Tuesday, December 22, 2015

Heard Another One: "Stories From the Secret War" by Terrence M. Burke

Heard Another One: Stories From the Secret War: CIA Special Ops in Laos by Terrence M. Burke, 2014, Overdrive.com. I am not sure if the copyright year is the book, the audio, or the digital audio.

Interesting stuff.

Burke got out of high school, joined the Marines, served several years in the Corps including a stint as Embassy security. Burke decided to try college out and while in school contacted CIA people he meet during his Embassy duty. Burke enrolled at a D.C. area college and got work ended up having a couple "smaller" jobs with the CIA as a tech and a security guard. He applied for clandestine services and paramilitary service. Away he went to training.

Burke did not go into a lot of training details but he spent almost two years learning everything. Spycraft, communications, infantry skills and tactics, communications, language training, etc. Training was mostly done by the CIA but he and some others also did Army courses including a escape and evade course in Central America.

Burke is posted to Laos. An international agreement barred military assistance to Laos. The Army left Laos the CIA moved in. Burke and Friends were tasked with countering the communist influence and helping the Laotian Army and local groups fight. Burke worked with Air America to transport material and people to remote camps. The CIA guys don't actively fight. They train guerrillas and sometimes perform improvised bombing runs on North Vietnamese convoys.


Burke spent two years in Laos working at several jobs from the large, main airfield to smaller camps. The Laotians had surplus equipment and weapons and were '03 Springfields, M1s and M1 carbines. He had training above basic first aid but in several cases ended up being the emergency medicine guy for the locals. One instance had a boy with a crushed arm - maybe it was a leg - and another had a man with a bad head injury.

Towards the end of his time in Laos Burke was based in a camp as an infantry instructor when the camp was attacked by the North Vietnamese. Burke always slept in his boots and clothes and woke in time to see the enemy coming. Good thing, because Burke was targeted by the NVA.  Two NVA soldiers burst in and started shooting. Burke was prone, shot back, and killed them.  Burke and Co. survived the fight and he ended up leaving Laos for the States.

- [RECORDS]
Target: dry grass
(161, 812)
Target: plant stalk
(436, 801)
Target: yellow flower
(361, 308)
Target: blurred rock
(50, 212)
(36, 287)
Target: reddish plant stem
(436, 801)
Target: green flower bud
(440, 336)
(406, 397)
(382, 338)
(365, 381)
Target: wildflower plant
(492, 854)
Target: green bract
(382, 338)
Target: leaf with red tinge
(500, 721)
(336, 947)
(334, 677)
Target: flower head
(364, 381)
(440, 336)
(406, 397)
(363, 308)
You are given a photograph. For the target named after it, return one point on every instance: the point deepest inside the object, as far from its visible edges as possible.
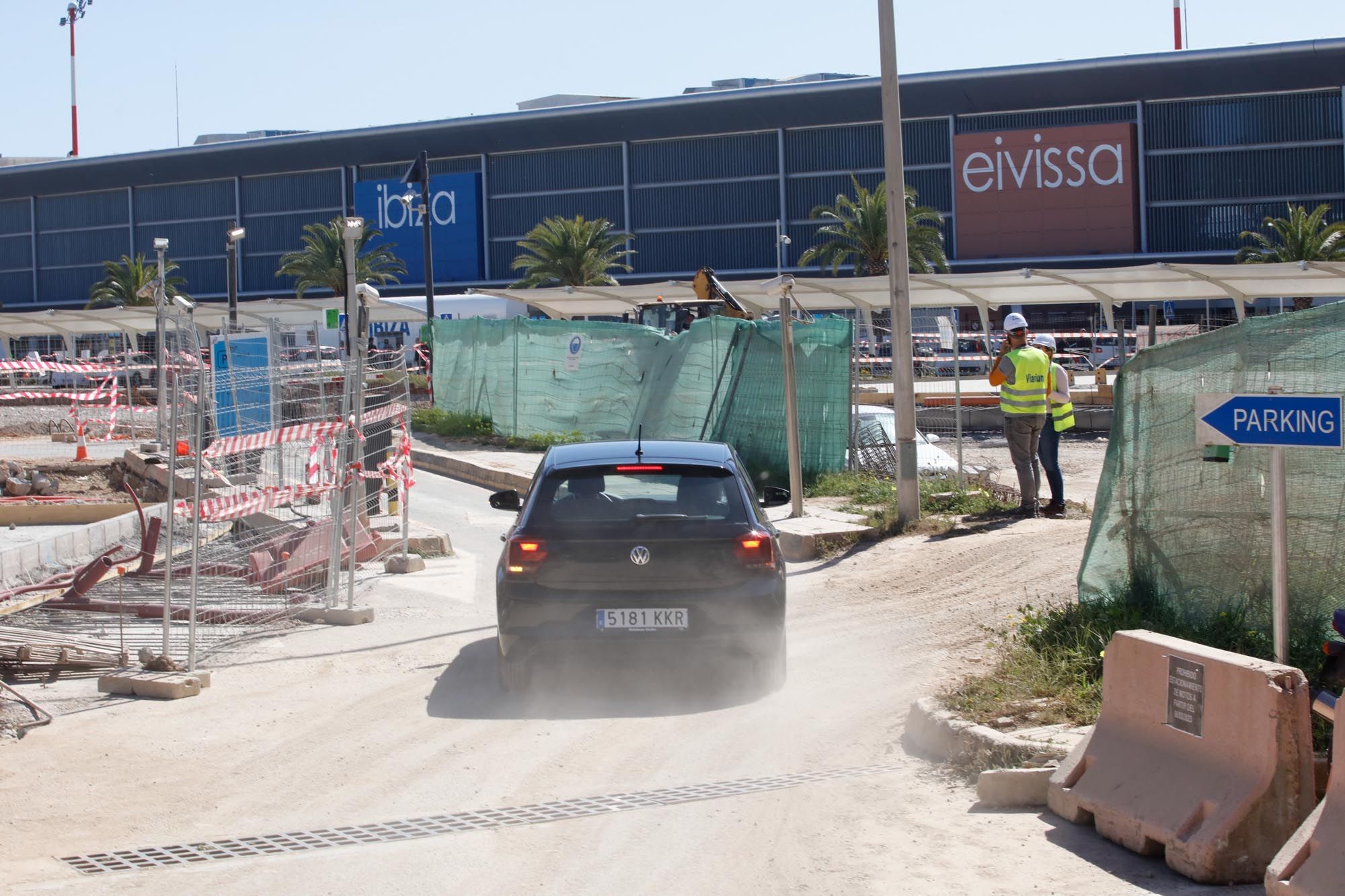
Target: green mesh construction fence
(718, 381)
(1199, 532)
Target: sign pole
(1280, 555)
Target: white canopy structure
(1109, 287)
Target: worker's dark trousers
(1024, 435)
(1050, 455)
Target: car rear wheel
(773, 666)
(514, 673)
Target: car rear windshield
(637, 494)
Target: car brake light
(525, 555)
(755, 549)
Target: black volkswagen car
(627, 546)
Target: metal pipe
(171, 447)
(899, 274)
(792, 405)
(196, 518)
(1280, 555)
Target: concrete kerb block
(404, 564)
(1312, 862)
(146, 684)
(336, 616)
(1013, 787)
(1217, 802)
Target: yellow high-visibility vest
(1028, 393)
(1062, 416)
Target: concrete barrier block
(1200, 755)
(1013, 787)
(146, 684)
(1313, 861)
(334, 616)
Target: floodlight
(779, 287)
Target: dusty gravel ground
(1081, 462)
(404, 717)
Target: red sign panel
(1047, 192)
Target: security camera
(779, 287)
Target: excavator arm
(708, 288)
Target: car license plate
(642, 618)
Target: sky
(328, 65)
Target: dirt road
(403, 719)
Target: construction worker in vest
(1022, 372)
(1062, 419)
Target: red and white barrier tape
(235, 444)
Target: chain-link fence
(720, 380)
(1195, 526)
(289, 475)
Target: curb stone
(935, 731)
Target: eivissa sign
(1047, 192)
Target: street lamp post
(75, 13)
(233, 236)
(419, 173)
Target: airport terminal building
(1098, 162)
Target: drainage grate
(438, 825)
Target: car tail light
(755, 549)
(525, 555)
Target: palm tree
(572, 252)
(127, 279)
(322, 263)
(857, 233)
(1300, 237)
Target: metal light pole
(233, 236)
(162, 356)
(899, 276)
(419, 173)
(357, 338)
(75, 11)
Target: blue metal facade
(705, 179)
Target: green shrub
(453, 424)
(1054, 655)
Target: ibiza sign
(455, 231)
(1047, 192)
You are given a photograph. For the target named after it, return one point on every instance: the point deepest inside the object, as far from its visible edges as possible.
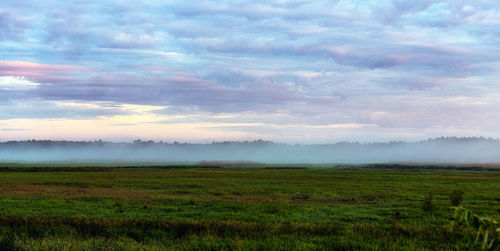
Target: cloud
(404, 66)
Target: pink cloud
(40, 72)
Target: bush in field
(428, 203)
(486, 229)
(456, 197)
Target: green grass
(75, 208)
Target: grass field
(105, 208)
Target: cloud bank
(408, 70)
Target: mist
(440, 150)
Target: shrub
(456, 197)
(428, 203)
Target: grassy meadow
(238, 208)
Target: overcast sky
(288, 71)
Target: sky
(286, 71)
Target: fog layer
(441, 150)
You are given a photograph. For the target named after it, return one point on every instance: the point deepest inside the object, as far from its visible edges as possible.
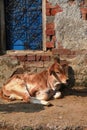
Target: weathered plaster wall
(71, 38)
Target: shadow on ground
(20, 107)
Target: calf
(36, 88)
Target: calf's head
(57, 75)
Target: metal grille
(24, 24)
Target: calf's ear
(51, 69)
(57, 59)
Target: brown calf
(36, 88)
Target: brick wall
(50, 26)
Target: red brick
(30, 57)
(22, 57)
(48, 13)
(54, 38)
(34, 64)
(50, 32)
(50, 26)
(49, 6)
(38, 57)
(48, 38)
(61, 51)
(55, 10)
(50, 44)
(45, 58)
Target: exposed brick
(30, 57)
(45, 58)
(55, 10)
(38, 57)
(50, 32)
(48, 38)
(61, 51)
(48, 13)
(50, 26)
(49, 6)
(22, 58)
(48, 63)
(50, 44)
(34, 64)
(54, 38)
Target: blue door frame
(23, 24)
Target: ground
(67, 113)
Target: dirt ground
(67, 113)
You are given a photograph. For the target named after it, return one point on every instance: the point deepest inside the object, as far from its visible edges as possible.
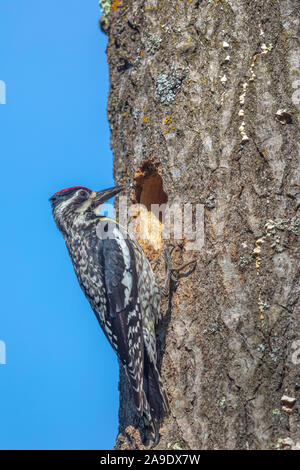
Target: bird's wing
(123, 311)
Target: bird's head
(78, 203)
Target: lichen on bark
(196, 87)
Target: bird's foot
(174, 273)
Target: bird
(118, 281)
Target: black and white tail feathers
(155, 399)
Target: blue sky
(58, 389)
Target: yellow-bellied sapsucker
(118, 281)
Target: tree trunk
(204, 106)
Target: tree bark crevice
(195, 88)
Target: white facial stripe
(62, 206)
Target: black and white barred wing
(124, 316)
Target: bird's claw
(173, 273)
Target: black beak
(106, 194)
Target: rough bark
(194, 91)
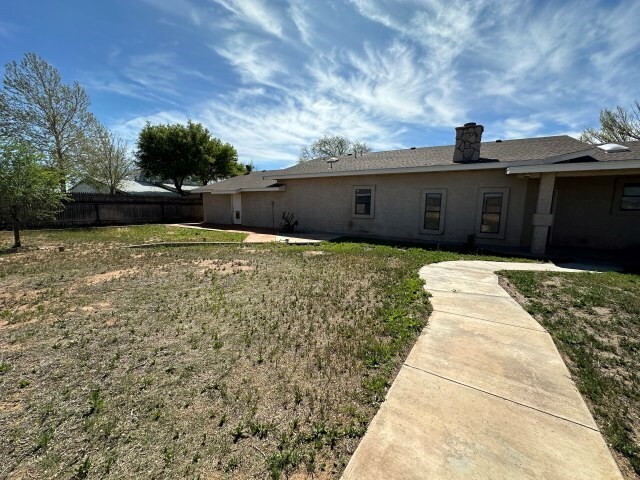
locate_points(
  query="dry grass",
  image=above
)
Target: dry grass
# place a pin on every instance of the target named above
(208, 362)
(595, 322)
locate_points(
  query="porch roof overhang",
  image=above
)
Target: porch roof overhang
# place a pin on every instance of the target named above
(625, 167)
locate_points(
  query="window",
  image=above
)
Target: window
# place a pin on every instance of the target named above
(491, 213)
(363, 201)
(630, 197)
(491, 216)
(433, 208)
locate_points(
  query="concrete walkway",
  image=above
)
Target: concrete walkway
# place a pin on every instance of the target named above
(484, 394)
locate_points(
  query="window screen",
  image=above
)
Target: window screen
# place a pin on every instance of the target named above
(630, 197)
(491, 213)
(432, 211)
(363, 201)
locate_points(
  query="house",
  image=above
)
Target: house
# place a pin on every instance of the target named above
(529, 193)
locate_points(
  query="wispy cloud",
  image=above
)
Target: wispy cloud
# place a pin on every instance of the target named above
(389, 70)
(250, 58)
(255, 13)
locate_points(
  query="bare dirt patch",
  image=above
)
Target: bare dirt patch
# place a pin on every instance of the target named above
(215, 362)
(109, 276)
(313, 253)
(223, 267)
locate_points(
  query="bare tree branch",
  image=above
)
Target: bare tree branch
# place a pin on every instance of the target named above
(616, 126)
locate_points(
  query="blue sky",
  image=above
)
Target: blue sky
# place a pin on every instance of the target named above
(270, 76)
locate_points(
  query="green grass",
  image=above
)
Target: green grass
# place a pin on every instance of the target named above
(130, 234)
(594, 319)
(231, 361)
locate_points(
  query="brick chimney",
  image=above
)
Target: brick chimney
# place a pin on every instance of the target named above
(468, 139)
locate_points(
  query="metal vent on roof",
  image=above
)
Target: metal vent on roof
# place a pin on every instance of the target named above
(613, 147)
(331, 161)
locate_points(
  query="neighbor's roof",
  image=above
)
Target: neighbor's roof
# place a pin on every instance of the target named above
(252, 181)
(524, 150)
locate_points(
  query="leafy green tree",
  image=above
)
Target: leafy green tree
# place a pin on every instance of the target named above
(178, 152)
(105, 159)
(332, 146)
(619, 125)
(38, 108)
(28, 188)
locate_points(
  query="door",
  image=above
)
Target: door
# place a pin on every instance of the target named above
(236, 206)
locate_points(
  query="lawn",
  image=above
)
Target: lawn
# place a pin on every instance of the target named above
(594, 319)
(219, 361)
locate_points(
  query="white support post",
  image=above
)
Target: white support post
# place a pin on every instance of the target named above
(543, 218)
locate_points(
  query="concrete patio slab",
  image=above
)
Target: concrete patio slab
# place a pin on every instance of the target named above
(510, 362)
(500, 310)
(432, 428)
(484, 394)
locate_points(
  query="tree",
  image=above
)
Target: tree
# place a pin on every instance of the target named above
(37, 108)
(220, 162)
(178, 152)
(105, 159)
(332, 146)
(30, 189)
(619, 125)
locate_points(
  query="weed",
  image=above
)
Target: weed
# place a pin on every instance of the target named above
(593, 319)
(96, 402)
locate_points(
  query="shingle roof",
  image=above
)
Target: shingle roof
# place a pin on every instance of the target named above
(254, 180)
(632, 154)
(491, 153)
(528, 149)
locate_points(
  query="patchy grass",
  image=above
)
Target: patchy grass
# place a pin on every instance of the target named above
(594, 319)
(109, 235)
(218, 361)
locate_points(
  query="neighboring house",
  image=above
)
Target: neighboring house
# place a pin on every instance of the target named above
(527, 193)
(127, 187)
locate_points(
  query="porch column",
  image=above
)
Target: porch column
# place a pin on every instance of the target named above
(543, 218)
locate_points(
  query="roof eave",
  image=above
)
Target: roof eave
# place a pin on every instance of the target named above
(576, 167)
(438, 168)
(279, 188)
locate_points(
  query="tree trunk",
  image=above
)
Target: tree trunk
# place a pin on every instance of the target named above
(16, 227)
(178, 184)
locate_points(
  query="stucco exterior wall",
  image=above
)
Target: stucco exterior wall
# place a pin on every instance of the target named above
(326, 204)
(588, 214)
(217, 208)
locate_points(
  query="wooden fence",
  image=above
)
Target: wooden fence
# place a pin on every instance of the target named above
(89, 209)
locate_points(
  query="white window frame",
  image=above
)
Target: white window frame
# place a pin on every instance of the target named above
(504, 211)
(616, 208)
(372, 211)
(443, 209)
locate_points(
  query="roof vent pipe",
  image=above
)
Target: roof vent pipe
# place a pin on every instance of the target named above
(468, 138)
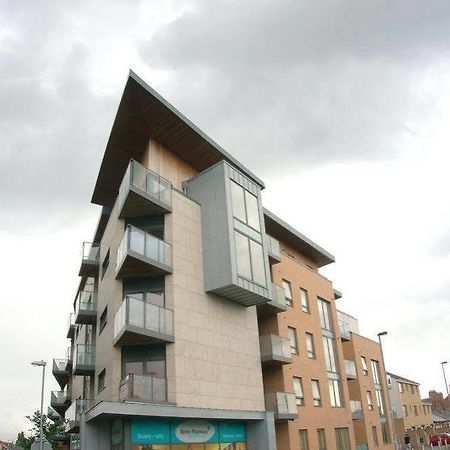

- [TASK PROMPT] Please rewrite the book review starting at "Heard Another One: Stories" and ending at "went to training.", changing "Embassy" to "Consulate" throughout.

- [WRITTEN SOLUTION]
Heard Another One: Stories From the Secret War: CIA Special Ops in Laos by Terrence M. Burke, 2014, Overdrive.com. I am not sure if the copyright year is the book, the audio, or the digital audio.

Interesting stuff.

Burke got out of high school, joined the Marines, served several years in the Corps including a stint as Consulate security. Burke decided to try college out and while in school contacted CIA people he meet during his Consulate duty. Burke enrolled at a D.C. area college and got work ended up having a couple "smaller" jobs with the CIA as a tech and a security guard. He applied for clandestine services and paramilitary service. Away he went to training.